Goal
Please list every quantity that the Wronskian page says values are plugged in for.

University of Florida/Egm4313/s12.team11.gooding/R5

Show that ${\displaystyle cos(7x)}$ and ${\displaystyle sin(7x)}$ are linearly independant using the Wronskian and the Gramain (integrate over 1 period)

${\displaystyle f=cos(7x),g=sin(7x)}$
One period of ${\displaystyle 7x=\pi /7}$
Wronskian of f and g
${\displaystyle W(f,g)=det\left[\begin{array}{cc}f& g\\ f^{\prime }& g^{\prime }\end{array}\right]}$

Plugging in values for ${\displaystyle f,f^{\prime },g,g^{\prime };}$
${\displaystyle W(f,g)=det\left[\begin{array}{cc}cos(7x)& sin(7x)\\ -sin(7x)& cos(7x)\end{array}\right]}$ ${\displaystyle =7co{s}^2(7x)+7si{n}^2(7x)}$
${\displaystyle =7[co{s}^2(7x)+si{n}^2(7x)]}$
${\displaystyle =7[1]}$

 They are linearly Independant using the Wronskian.

Data provided
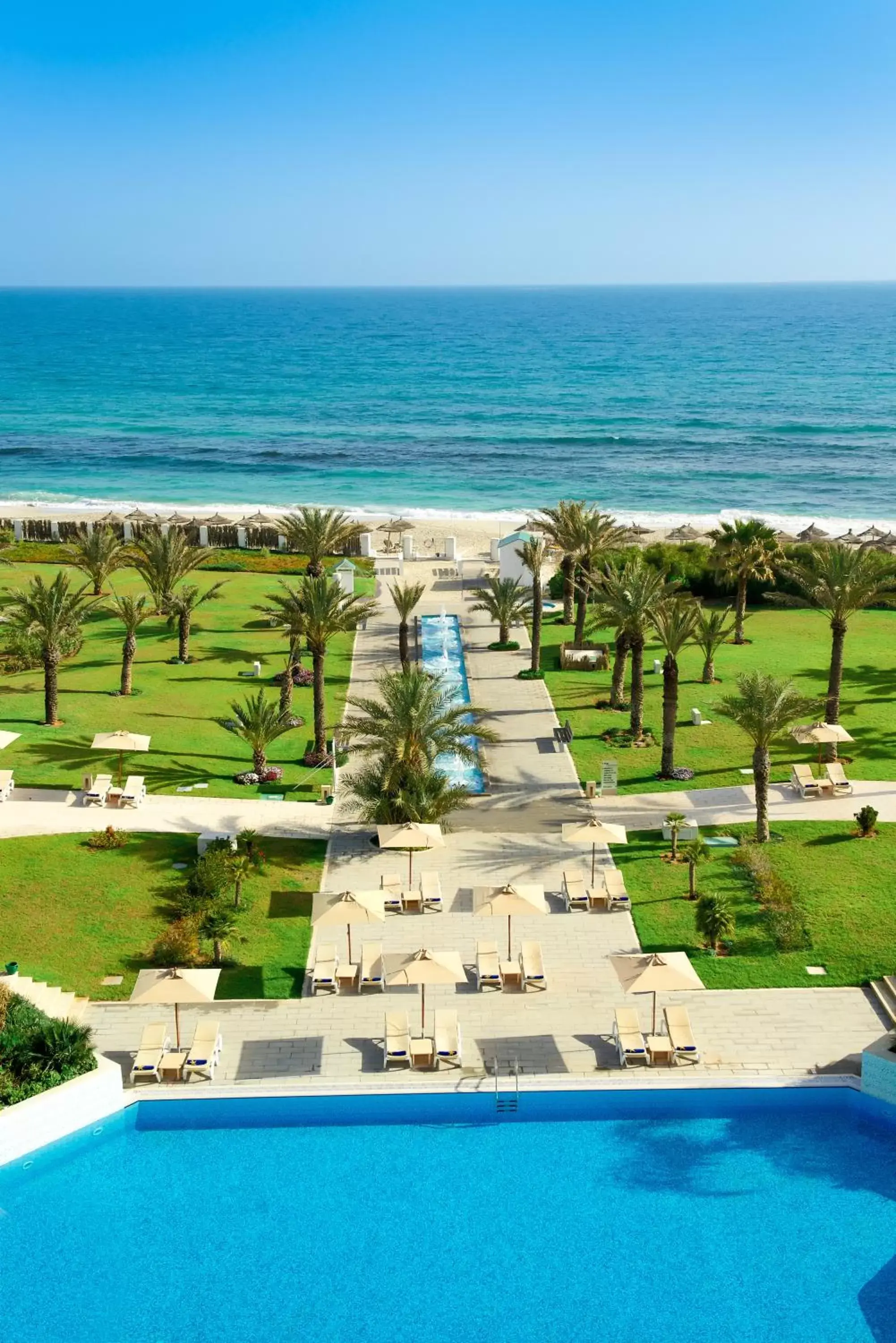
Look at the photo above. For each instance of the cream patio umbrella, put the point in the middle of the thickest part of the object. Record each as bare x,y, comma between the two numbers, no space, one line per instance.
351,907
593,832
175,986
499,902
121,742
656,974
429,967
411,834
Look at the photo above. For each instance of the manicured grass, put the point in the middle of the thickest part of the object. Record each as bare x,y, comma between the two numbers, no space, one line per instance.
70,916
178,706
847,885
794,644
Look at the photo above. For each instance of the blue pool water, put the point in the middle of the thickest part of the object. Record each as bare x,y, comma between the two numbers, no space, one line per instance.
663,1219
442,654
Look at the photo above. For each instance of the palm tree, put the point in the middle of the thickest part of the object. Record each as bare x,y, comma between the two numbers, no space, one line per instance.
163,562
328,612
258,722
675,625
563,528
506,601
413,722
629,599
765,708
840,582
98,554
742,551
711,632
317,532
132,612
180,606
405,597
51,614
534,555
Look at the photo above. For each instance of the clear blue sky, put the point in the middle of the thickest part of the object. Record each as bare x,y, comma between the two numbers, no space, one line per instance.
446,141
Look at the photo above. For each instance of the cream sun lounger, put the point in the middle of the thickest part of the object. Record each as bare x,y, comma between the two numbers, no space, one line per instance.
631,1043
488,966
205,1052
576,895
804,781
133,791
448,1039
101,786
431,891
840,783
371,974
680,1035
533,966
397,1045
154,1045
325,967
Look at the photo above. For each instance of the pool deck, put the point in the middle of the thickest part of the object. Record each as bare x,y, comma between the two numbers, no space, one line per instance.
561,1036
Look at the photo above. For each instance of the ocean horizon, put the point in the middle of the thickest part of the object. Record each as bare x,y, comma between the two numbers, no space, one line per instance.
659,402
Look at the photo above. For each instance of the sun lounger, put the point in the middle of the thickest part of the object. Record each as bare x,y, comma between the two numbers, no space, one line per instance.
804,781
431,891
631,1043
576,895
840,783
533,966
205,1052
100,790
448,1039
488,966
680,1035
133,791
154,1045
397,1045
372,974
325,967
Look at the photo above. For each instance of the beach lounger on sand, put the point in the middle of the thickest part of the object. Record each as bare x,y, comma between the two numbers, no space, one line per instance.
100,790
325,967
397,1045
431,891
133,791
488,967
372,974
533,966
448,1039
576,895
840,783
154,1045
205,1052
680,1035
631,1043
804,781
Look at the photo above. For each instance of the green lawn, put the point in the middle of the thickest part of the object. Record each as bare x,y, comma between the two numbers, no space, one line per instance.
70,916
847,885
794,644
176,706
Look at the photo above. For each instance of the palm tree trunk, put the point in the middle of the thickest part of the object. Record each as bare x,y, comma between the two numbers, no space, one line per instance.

Correct output
f, f′, g, g′